## Aim of the task
Please recast the part of the listing below that opens with the line containing "Put a marker on each instance of the t-shirt" and closes with the end of the listing as a numbered list, both ends included. Leave out blank lines and pictures.

## Record list
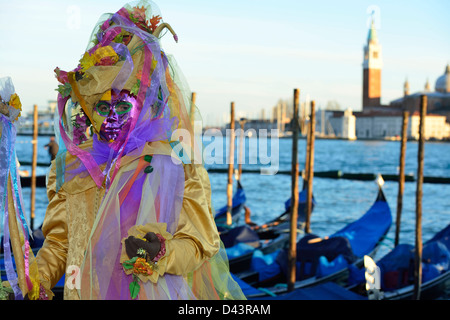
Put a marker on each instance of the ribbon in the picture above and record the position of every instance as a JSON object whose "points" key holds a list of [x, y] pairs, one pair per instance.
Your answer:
{"points": [[5, 161]]}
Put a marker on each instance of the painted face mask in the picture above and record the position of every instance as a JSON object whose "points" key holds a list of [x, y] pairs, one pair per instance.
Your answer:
{"points": [[112, 116]]}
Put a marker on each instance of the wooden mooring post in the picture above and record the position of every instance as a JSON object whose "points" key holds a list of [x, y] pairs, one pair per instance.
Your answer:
{"points": [[242, 122], [33, 167], [230, 168], [292, 257], [310, 166], [420, 165], [401, 176]]}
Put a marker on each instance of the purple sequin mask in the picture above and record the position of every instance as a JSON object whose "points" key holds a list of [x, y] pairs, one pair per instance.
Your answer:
{"points": [[112, 118]]}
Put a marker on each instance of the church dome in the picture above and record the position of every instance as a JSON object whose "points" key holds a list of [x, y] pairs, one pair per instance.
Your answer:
{"points": [[443, 82]]}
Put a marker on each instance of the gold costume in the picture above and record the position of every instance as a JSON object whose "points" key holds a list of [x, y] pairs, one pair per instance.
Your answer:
{"points": [[71, 213]]}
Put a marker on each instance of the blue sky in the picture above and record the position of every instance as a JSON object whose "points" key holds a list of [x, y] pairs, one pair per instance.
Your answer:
{"points": [[252, 52]]}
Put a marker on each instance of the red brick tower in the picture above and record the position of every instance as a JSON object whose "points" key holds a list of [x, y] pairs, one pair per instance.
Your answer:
{"points": [[372, 70]]}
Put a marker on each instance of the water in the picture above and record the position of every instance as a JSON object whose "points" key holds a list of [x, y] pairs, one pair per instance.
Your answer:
{"points": [[339, 201]]}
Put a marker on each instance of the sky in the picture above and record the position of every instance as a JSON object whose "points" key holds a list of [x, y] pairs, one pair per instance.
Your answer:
{"points": [[251, 52]]}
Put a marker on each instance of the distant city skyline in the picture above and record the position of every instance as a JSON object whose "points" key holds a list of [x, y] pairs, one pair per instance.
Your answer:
{"points": [[251, 52]]}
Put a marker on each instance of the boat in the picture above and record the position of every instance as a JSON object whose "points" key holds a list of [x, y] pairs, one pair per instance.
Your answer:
{"points": [[396, 271], [282, 223], [242, 241], [321, 260], [324, 291]]}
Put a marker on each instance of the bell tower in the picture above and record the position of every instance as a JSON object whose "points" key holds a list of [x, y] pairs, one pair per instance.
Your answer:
{"points": [[372, 70]]}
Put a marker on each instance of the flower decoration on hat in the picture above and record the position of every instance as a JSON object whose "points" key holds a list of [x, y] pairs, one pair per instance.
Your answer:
{"points": [[10, 104]]}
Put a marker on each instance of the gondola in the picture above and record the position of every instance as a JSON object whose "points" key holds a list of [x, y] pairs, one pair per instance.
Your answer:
{"points": [[396, 268], [242, 241], [323, 260]]}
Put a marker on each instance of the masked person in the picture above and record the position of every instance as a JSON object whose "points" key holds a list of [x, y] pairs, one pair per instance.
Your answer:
{"points": [[129, 214], [22, 278]]}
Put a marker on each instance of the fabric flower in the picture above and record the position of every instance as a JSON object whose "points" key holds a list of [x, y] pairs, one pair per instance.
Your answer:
{"points": [[86, 62], [14, 101], [61, 76]]}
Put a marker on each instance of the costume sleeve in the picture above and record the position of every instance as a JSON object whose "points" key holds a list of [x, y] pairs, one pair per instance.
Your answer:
{"points": [[52, 256], [196, 238]]}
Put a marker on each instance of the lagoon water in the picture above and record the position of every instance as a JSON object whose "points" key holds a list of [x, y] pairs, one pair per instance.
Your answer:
{"points": [[339, 201]]}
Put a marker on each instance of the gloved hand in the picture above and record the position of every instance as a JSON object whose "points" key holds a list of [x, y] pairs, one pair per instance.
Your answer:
{"points": [[151, 246]]}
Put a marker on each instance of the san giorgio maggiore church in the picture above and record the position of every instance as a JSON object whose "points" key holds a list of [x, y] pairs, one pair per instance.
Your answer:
{"points": [[377, 121]]}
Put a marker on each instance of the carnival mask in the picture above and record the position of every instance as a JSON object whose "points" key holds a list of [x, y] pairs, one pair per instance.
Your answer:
{"points": [[112, 116]]}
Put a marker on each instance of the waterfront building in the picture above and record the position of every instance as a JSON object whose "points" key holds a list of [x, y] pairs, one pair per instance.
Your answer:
{"points": [[389, 126], [344, 125], [377, 121]]}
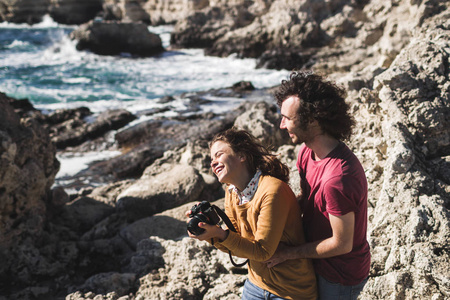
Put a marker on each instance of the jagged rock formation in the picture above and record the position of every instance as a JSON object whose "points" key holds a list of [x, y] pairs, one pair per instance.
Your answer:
{"points": [[392, 57], [113, 38], [27, 171], [62, 11], [74, 11], [23, 11]]}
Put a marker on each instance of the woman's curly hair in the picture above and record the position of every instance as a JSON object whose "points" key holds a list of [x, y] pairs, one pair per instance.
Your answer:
{"points": [[257, 156], [320, 100]]}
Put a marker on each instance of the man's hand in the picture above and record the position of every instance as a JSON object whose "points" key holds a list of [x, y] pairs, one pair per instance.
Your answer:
{"points": [[281, 255]]}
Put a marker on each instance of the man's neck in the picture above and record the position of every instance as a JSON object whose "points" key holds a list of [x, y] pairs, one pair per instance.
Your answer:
{"points": [[322, 145]]}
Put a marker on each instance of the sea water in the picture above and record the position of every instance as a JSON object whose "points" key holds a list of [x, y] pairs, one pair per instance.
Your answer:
{"points": [[41, 63]]}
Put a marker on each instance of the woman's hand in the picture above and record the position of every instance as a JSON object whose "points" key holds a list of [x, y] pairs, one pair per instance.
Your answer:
{"points": [[211, 231]]}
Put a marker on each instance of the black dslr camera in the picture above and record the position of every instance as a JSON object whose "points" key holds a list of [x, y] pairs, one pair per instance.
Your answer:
{"points": [[202, 212]]}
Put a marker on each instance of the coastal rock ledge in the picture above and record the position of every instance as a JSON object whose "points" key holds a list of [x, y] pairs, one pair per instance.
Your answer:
{"points": [[114, 38], [126, 238]]}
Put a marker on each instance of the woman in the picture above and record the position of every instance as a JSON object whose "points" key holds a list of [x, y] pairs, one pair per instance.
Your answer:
{"points": [[264, 211]]}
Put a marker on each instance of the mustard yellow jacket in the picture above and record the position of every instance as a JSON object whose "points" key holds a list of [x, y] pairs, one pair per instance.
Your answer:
{"points": [[271, 217]]}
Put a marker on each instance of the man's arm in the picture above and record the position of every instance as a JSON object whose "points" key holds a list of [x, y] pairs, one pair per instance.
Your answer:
{"points": [[341, 242]]}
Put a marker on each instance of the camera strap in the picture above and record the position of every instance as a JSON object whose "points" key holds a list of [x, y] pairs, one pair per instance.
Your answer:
{"points": [[230, 226]]}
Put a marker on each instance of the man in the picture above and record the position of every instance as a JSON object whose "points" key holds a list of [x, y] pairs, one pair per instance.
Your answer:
{"points": [[333, 186]]}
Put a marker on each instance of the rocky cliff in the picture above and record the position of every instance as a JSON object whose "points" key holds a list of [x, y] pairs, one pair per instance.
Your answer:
{"points": [[126, 240]]}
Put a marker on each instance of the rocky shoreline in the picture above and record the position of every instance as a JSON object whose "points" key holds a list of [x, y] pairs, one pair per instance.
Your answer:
{"points": [[126, 239]]}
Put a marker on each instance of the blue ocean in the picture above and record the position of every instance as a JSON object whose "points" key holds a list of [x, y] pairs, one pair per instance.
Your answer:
{"points": [[41, 63]]}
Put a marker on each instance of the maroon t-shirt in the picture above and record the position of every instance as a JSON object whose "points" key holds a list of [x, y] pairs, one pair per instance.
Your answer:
{"points": [[335, 185]]}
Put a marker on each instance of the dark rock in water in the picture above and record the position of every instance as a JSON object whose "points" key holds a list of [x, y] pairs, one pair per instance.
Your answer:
{"points": [[203, 28], [148, 141], [25, 11], [74, 11], [243, 86], [28, 167], [114, 38], [279, 59], [69, 128]]}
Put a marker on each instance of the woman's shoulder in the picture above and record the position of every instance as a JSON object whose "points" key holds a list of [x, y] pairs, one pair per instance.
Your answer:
{"points": [[273, 184]]}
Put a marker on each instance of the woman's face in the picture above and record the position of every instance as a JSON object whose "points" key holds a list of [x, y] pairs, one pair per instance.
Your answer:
{"points": [[225, 163]]}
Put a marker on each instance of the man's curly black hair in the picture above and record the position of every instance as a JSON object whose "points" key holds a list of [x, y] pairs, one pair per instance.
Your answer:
{"points": [[320, 100]]}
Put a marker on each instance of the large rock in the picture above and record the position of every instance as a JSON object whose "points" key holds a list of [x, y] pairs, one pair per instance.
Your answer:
{"points": [[70, 128], [154, 194], [114, 38], [126, 11], [262, 120], [27, 171], [23, 11], [404, 145], [74, 11]]}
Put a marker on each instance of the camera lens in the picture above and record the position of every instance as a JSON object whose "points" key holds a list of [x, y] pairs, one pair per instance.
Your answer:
{"points": [[193, 224]]}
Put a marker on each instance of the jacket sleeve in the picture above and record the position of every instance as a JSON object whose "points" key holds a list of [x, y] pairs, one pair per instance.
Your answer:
{"points": [[264, 229]]}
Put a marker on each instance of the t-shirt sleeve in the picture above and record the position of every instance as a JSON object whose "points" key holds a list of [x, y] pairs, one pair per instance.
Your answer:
{"points": [[340, 196]]}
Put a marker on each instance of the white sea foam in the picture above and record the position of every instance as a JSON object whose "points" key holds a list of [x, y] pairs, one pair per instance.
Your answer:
{"points": [[55, 75]]}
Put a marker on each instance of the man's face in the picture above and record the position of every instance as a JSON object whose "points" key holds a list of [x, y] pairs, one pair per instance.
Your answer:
{"points": [[290, 120]]}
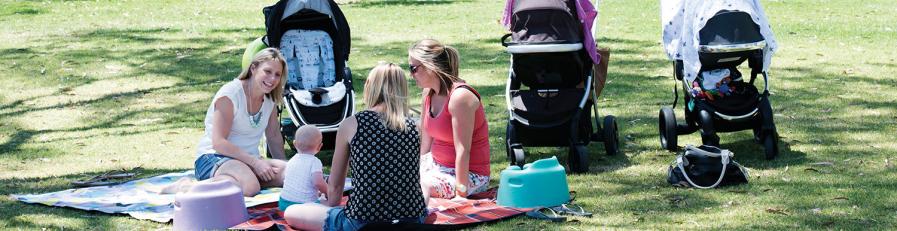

## In response
1. Put a marker on each instance of the t-shirt sleeve in the picture above and record the position of every instance as a JSON object whose "points" key holds a list of [x, y] pairs, one pair per instance.
2. Your answer:
3. {"points": [[340, 196]]}
4. Put a marker on each instance of the white sea foam in the picture above and record the position of every instance as a JSON object whose "points" key holds a list of [x, y] pairs, one pair per instance.
5. Your answer:
6. {"points": [[55, 75]]}
7. Put a marker on each instance of the man's face in the picture above and record the position of every instance as a JSON object whose "points" key holds a list of [x, y] pairs, one pair per instance.
8. Your answer:
9. {"points": [[290, 120]]}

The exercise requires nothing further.